■ **Exercise goal**:
Turn the lines starting at the one containing "I need to verify whether the narrow" and ending at the one containing "[[88, 55, 268, 199]]" into a Markdown table with two columns, Row for the line's number and Line for its text. Leave out any blank lines.

** BEGIN Information supplied **

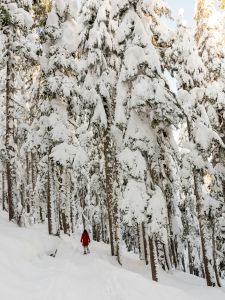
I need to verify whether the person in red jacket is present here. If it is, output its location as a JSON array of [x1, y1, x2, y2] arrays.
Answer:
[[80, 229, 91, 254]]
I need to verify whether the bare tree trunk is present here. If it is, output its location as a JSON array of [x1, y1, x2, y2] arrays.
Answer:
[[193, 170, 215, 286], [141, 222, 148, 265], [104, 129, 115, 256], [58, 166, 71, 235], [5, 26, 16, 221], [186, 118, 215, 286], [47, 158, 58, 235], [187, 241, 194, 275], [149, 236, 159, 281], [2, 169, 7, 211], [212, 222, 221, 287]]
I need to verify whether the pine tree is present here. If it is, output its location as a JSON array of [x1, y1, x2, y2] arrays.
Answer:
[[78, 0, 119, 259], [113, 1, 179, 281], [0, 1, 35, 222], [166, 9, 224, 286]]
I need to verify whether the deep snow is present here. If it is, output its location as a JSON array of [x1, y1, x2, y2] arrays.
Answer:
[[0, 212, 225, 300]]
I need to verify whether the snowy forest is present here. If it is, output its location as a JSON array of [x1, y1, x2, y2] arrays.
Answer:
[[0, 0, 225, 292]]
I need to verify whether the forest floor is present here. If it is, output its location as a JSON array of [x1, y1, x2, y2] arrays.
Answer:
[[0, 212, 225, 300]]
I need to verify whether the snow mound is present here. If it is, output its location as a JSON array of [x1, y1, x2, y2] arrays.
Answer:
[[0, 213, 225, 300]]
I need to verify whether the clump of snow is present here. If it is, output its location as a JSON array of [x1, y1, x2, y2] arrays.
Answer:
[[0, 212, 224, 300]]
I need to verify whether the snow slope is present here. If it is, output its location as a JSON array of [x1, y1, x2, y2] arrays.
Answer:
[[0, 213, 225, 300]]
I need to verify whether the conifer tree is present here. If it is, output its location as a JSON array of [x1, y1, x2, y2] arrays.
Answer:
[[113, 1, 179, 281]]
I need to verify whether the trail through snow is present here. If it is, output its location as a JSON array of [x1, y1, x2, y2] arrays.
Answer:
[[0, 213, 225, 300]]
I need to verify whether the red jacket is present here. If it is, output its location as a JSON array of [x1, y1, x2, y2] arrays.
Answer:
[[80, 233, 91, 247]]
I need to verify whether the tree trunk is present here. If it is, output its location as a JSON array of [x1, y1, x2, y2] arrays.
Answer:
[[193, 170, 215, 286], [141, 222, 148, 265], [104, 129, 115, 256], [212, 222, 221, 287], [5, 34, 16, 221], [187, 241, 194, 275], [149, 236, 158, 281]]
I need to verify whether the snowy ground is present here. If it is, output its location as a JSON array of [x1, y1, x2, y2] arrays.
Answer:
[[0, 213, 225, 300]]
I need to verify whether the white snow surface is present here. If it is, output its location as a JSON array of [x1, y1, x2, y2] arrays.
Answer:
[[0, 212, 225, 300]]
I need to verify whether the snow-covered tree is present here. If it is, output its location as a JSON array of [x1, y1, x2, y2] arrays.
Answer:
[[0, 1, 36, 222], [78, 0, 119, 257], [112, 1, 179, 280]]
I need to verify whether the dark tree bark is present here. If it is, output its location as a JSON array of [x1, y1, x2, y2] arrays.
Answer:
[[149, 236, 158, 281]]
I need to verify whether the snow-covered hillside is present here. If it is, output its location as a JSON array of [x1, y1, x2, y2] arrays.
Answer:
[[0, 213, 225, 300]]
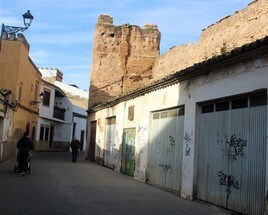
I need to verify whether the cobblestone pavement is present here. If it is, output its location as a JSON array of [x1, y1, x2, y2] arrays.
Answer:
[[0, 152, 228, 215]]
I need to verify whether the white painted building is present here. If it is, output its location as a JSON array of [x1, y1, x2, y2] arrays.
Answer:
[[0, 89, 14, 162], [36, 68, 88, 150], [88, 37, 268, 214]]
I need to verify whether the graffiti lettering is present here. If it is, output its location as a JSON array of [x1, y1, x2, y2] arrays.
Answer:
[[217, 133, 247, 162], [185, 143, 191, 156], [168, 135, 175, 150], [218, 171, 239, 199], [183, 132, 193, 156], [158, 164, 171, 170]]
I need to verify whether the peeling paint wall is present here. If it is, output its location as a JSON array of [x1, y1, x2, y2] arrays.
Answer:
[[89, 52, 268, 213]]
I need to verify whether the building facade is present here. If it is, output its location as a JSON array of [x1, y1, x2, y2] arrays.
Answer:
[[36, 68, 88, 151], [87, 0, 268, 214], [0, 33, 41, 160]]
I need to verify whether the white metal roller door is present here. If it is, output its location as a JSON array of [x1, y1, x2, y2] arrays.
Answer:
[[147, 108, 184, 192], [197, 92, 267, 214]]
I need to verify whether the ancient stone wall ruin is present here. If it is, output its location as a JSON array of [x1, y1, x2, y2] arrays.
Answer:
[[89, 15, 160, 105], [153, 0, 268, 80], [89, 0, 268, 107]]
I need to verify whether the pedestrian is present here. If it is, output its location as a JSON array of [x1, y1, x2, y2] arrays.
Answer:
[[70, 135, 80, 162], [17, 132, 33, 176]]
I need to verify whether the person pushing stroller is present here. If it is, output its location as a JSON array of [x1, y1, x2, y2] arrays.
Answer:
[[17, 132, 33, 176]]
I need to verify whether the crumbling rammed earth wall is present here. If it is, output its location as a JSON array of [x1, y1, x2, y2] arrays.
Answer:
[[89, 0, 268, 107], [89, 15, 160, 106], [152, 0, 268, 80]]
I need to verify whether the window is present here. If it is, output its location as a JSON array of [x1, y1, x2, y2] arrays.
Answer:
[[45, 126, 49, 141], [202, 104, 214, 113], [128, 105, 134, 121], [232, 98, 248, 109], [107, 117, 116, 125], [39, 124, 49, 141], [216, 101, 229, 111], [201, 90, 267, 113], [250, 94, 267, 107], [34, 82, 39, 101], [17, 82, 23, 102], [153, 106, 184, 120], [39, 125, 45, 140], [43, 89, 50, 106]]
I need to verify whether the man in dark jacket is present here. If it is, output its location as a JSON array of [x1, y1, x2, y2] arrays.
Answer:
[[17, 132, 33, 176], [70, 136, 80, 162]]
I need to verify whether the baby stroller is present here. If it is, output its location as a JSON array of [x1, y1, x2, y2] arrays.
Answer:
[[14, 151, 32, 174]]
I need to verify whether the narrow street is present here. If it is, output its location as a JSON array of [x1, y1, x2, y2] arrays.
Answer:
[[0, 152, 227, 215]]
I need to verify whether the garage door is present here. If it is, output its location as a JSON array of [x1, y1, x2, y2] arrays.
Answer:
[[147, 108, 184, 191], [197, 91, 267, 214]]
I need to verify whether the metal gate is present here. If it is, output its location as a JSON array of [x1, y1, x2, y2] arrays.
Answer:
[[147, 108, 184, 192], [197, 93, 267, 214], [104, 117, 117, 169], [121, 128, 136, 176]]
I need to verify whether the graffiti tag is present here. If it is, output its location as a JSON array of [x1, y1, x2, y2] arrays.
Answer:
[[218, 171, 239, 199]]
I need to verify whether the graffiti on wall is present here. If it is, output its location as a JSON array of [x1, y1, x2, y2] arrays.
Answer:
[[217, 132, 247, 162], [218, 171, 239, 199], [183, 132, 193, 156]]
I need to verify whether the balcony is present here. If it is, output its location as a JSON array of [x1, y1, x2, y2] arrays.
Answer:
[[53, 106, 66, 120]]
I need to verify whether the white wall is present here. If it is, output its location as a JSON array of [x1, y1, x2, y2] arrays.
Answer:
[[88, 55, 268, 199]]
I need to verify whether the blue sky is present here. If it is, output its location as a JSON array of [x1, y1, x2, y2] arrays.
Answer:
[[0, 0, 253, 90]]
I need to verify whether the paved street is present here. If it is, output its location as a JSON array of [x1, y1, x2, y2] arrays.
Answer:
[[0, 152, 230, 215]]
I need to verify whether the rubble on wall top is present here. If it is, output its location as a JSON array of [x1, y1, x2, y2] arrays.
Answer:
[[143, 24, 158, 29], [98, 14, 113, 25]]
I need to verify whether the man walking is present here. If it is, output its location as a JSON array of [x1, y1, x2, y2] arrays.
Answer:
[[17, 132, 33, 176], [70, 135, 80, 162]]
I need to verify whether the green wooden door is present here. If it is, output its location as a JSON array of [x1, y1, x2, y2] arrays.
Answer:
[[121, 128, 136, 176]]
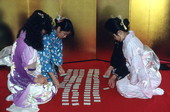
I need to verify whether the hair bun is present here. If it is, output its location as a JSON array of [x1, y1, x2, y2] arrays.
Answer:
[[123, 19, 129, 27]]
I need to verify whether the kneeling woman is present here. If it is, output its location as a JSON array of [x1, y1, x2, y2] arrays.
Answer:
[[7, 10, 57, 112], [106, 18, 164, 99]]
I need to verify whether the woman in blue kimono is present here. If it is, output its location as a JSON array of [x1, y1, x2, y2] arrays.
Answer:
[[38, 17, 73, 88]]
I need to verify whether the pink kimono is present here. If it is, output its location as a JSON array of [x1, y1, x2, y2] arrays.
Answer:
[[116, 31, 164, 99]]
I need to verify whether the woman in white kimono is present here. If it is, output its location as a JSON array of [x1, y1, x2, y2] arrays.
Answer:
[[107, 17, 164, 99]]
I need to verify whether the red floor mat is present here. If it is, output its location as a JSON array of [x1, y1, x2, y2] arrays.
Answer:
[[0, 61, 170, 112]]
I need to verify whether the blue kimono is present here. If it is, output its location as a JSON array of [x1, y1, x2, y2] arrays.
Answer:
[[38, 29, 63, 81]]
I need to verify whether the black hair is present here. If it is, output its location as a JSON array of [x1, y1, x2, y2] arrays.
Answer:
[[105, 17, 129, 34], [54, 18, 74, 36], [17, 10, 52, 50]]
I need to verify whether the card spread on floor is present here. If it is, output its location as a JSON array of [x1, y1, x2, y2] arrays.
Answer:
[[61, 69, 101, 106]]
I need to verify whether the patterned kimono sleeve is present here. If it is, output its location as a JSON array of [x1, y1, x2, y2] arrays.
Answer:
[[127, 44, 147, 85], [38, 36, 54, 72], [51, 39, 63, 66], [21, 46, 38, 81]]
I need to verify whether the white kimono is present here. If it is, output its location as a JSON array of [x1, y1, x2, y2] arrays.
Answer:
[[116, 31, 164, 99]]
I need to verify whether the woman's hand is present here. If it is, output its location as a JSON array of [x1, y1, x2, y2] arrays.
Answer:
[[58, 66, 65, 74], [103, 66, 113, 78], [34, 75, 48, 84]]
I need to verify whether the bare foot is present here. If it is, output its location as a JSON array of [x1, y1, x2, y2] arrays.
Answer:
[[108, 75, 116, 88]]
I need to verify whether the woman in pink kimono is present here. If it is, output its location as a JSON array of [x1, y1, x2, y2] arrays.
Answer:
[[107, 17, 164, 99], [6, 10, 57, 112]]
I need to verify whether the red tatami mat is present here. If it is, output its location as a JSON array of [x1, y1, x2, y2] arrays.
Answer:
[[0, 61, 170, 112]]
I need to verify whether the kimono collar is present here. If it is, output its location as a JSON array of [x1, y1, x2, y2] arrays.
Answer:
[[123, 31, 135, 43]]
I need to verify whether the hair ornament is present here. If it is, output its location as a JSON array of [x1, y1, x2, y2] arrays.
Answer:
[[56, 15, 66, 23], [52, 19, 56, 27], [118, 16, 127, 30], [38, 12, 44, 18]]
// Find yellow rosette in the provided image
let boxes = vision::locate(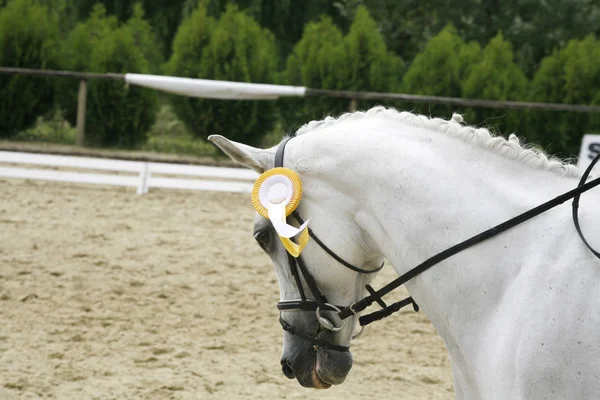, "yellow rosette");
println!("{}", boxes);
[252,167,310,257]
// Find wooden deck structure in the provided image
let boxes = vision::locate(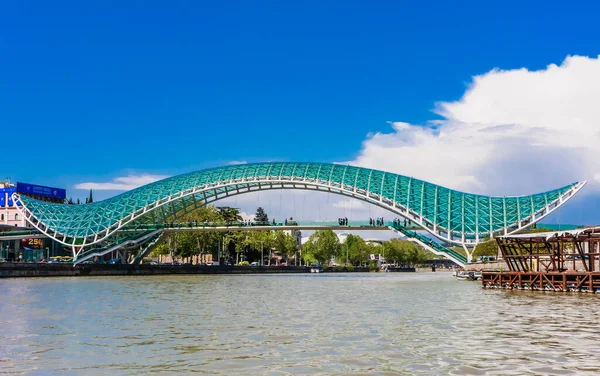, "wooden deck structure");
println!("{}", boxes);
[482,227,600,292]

** END Information supplied **

■ **Solution below**:
| Row | Line |
|---|---|
| 1 | I need to verify whether the narrow street is present here. If it is, output its location as a JSON array of [x1, y1, x2, y2] arrays. |
| 2 | Answer: |
| 3 | [[0, 152, 227, 215]] |
| 4 | I need to verify whether the garage door is present here. If it is, output its location as a JSON array of [x1, y1, x2, y2] arrays. |
| 5 | Answer: |
| 6 | [[147, 108, 184, 191], [197, 91, 267, 214]] |
| 7 | I need to verify whether the metal gate is present here. If it is, output its location as a JSON array of [x1, y1, x2, y2] arrays. |
| 8 | Answer: |
| 9 | [[147, 108, 184, 192], [197, 93, 267, 214], [104, 117, 117, 169], [121, 128, 136, 176]] |
| 10 | I need to verify whether the graffiti tag is present here. If it is, output its location as a JSON array of [x1, y1, x2, y2] arrays. |
| 11 | Answer: |
| 12 | [[218, 171, 239, 199]] |
| 13 | I need to verify whether the graffiti on wall is present here. If it is, output its location as a JSON array of [x1, y1, x2, y2] arrays. |
| 14 | Answer: |
| 15 | [[217, 132, 247, 162], [218, 171, 239, 199], [183, 132, 193, 156]] |
| 16 | I need to verify whether the balcony is present here. If it is, output its location as a JSON array of [x1, y1, x2, y2] arrays. |
| 17 | Answer: |
| 18 | [[53, 106, 66, 120]] |
| 19 | I need to verify whether the white wall is present here. If it is, output its location as a JSON array of [x1, y1, x2, y2] arrays. |
| 20 | Answer: |
| 21 | [[88, 55, 268, 199]] |